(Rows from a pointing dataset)
━━━━━━━━━━━━━━━━

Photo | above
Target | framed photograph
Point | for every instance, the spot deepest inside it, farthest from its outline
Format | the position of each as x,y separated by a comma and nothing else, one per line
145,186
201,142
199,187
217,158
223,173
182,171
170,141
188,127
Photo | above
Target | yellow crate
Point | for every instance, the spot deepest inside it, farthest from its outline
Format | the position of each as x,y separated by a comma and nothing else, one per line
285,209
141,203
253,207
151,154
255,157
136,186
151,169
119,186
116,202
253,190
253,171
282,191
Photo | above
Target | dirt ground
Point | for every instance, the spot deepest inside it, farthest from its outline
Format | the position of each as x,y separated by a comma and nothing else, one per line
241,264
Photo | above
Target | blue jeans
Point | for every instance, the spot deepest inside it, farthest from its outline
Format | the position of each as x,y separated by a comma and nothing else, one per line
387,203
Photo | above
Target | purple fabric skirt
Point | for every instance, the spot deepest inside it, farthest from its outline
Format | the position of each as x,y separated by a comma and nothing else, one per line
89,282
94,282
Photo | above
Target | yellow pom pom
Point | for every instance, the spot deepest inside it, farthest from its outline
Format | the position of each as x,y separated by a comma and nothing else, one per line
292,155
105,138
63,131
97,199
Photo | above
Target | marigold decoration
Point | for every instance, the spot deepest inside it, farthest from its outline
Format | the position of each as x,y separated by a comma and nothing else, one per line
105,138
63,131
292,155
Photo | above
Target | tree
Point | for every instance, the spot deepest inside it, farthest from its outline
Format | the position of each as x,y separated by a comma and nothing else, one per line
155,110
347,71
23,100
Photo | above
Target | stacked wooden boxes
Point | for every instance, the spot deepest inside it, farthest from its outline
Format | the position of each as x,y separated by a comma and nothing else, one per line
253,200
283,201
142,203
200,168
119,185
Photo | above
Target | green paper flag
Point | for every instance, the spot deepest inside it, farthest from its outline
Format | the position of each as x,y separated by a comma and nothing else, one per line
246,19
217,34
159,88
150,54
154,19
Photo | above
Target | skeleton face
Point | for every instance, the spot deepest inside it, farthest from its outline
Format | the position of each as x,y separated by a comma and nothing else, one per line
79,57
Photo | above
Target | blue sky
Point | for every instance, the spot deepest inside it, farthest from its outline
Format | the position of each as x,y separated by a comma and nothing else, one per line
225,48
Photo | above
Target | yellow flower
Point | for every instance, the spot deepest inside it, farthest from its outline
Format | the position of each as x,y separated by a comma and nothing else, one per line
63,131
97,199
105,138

━━━━━━━━━━━━━━━━

### JOB
Extract all of the data shown above and repeat it verbatim.

### SOLUTION TO THE PROBLEM
Photo | above
Target | framed photograph
Point | for every instance, the spot deepest inside it, farthest from its outline
Format | the position of each as x,y separated by a comma and nothing else, one per line
145,186
201,142
199,187
217,158
223,173
182,171
170,141
188,127
Photo | above
Target | yellow crate
Point | for every instance, the spot deepest inside it, farthest from its outline
Format | the position of each as x,y separated by a comma and nothing else, one per line
285,209
141,203
253,207
151,154
255,157
136,186
151,169
119,186
116,202
253,190
253,171
282,191
Photo | above
Target | dirt ground
Point | for every instance, the spot deepest inside it, farthest from its outline
Format | the position of each as x,y separated by a comma and nothing else, one per line
241,264
Photo | above
Target | blue jeans
Point | for every instance, the spot deepest inside it, farthest from its outline
Format | the position of each as x,y separated by a comma and nothing else, one per line
387,203
Photo | above
Target | purple fabric skirt
Point | for every instance, the spot deepest inside it, farthest from its outline
Format | the position of each as x,y separated by a comma and nothing else, one per line
89,282
94,282
Photo | above
Target | yellow pom pom
Point | for every instance, the spot deepest inside it, farthest from its outline
Format | the position of each as x,y separated by a comma and nothing else, one per line
292,155
105,138
63,131
97,199
Photo | above
Target | marigold decoration
Point | for every instance, the spot deepest inside it, farthest from its outline
Format | the position of each as x,y separated by a comma and nothing else, one per line
105,138
63,131
292,155
Photo | above
Target | tree
Point | for every instance, the spot deepest inside it, farthest from its outline
Format | the position of each as x,y separated by a comma and nothing else, one per line
155,110
347,71
23,100
Photo | above
Target | stacked wooden boxes
Point | for every instance, the spot deepest inside it, farthest from its outline
Format | the position of each as x,y separated by a comma and nothing else, one per line
253,200
283,201
142,203
200,168
119,185
Photo | above
Target | green paper flag
Point | for every instance, the spot deepest inside it, farthest from its outline
Format | the position of each as x,y separated by a comma and nothing else, one per line
246,19
217,34
159,88
150,54
154,19
Photo | above
Target | skeleton face
Point | for every instance, the spot deepest inside it, farthest from its outline
Format | the position of each as x,y separated by a comma and nothing else, one per line
79,57
Photo | above
Target | blue sky
Point | for every instance, the spot deepest inside it, farthest from its outline
Format | the position of each as x,y separated by a comma and nothing else, one per line
225,48
Photo | above
Target | yellow flower
Point | for every instance, the spot deepest inside it, farthest from its outline
Format | the position of each as x,y separated by a comma and nothing else, one per line
63,131
97,199
105,138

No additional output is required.